Activity — Look through the listing below and report every line that contains "number".

Records provided —
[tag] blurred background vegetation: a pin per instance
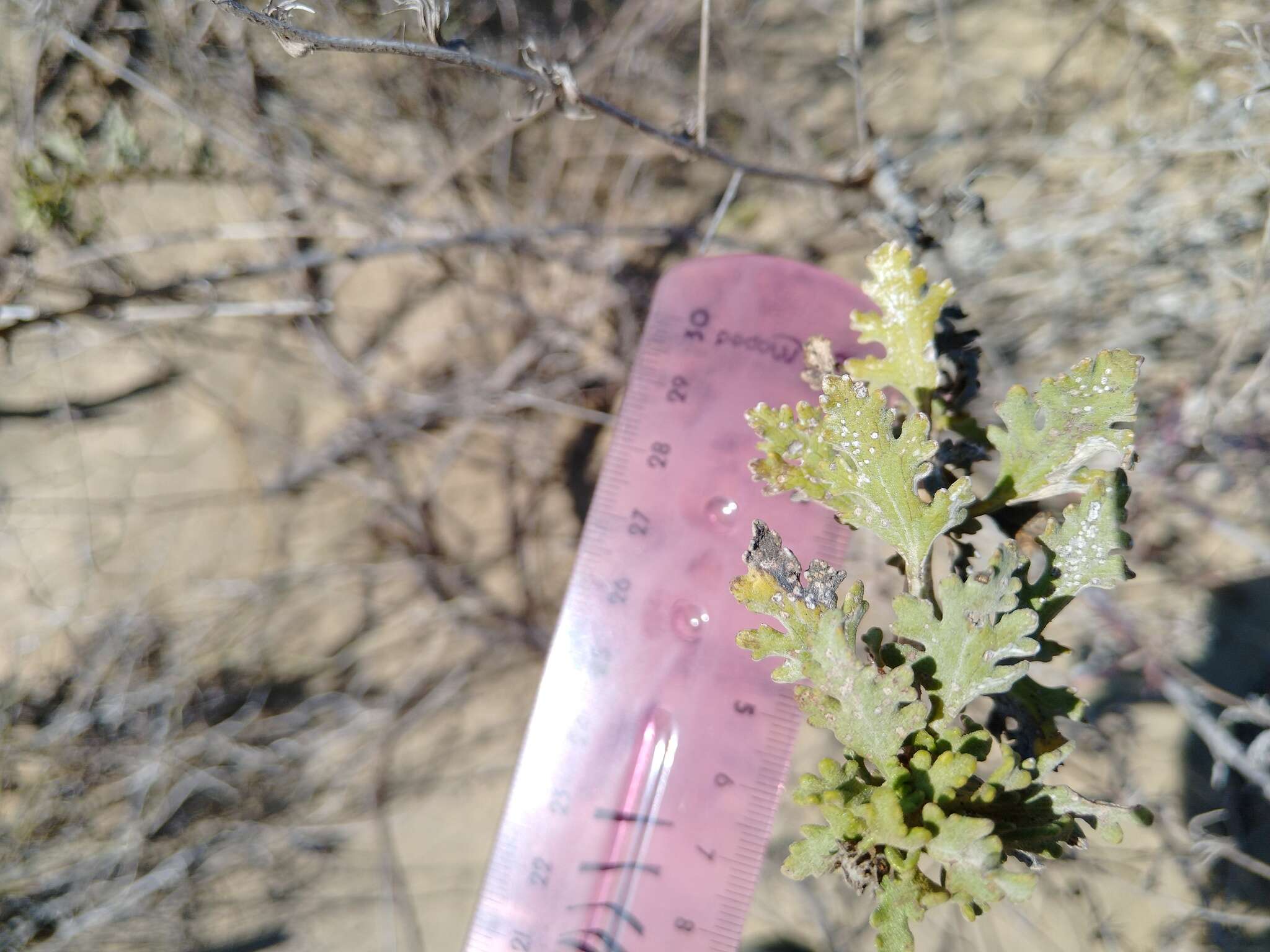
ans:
(308, 372)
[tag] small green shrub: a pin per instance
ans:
(912, 786)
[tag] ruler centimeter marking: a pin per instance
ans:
(657, 752)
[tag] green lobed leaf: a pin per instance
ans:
(1036, 707)
(982, 626)
(845, 455)
(1050, 437)
(972, 857)
(1085, 546)
(870, 711)
(905, 324)
(815, 855)
(902, 899)
(884, 823)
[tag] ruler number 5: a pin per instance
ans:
(540, 873)
(700, 320)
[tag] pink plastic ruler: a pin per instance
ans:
(657, 752)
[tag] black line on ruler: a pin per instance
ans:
(621, 816)
(626, 865)
(619, 910)
(611, 943)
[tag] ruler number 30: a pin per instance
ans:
(699, 322)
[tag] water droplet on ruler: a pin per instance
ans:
(689, 620)
(722, 513)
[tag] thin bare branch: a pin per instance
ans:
(479, 64)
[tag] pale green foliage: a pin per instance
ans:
(980, 631)
(1050, 437)
(911, 783)
(904, 323)
(846, 455)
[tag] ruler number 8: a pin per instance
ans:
(699, 319)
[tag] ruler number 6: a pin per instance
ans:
(700, 320)
(657, 459)
(619, 591)
(639, 523)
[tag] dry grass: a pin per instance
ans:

Task result —
[tag] ruler number 5: a pin per instance
[tag] ruler number 30: a pin per instance
[tag] ruler number 8: a pin per instance
[tag] ruler number 6: a pin per instance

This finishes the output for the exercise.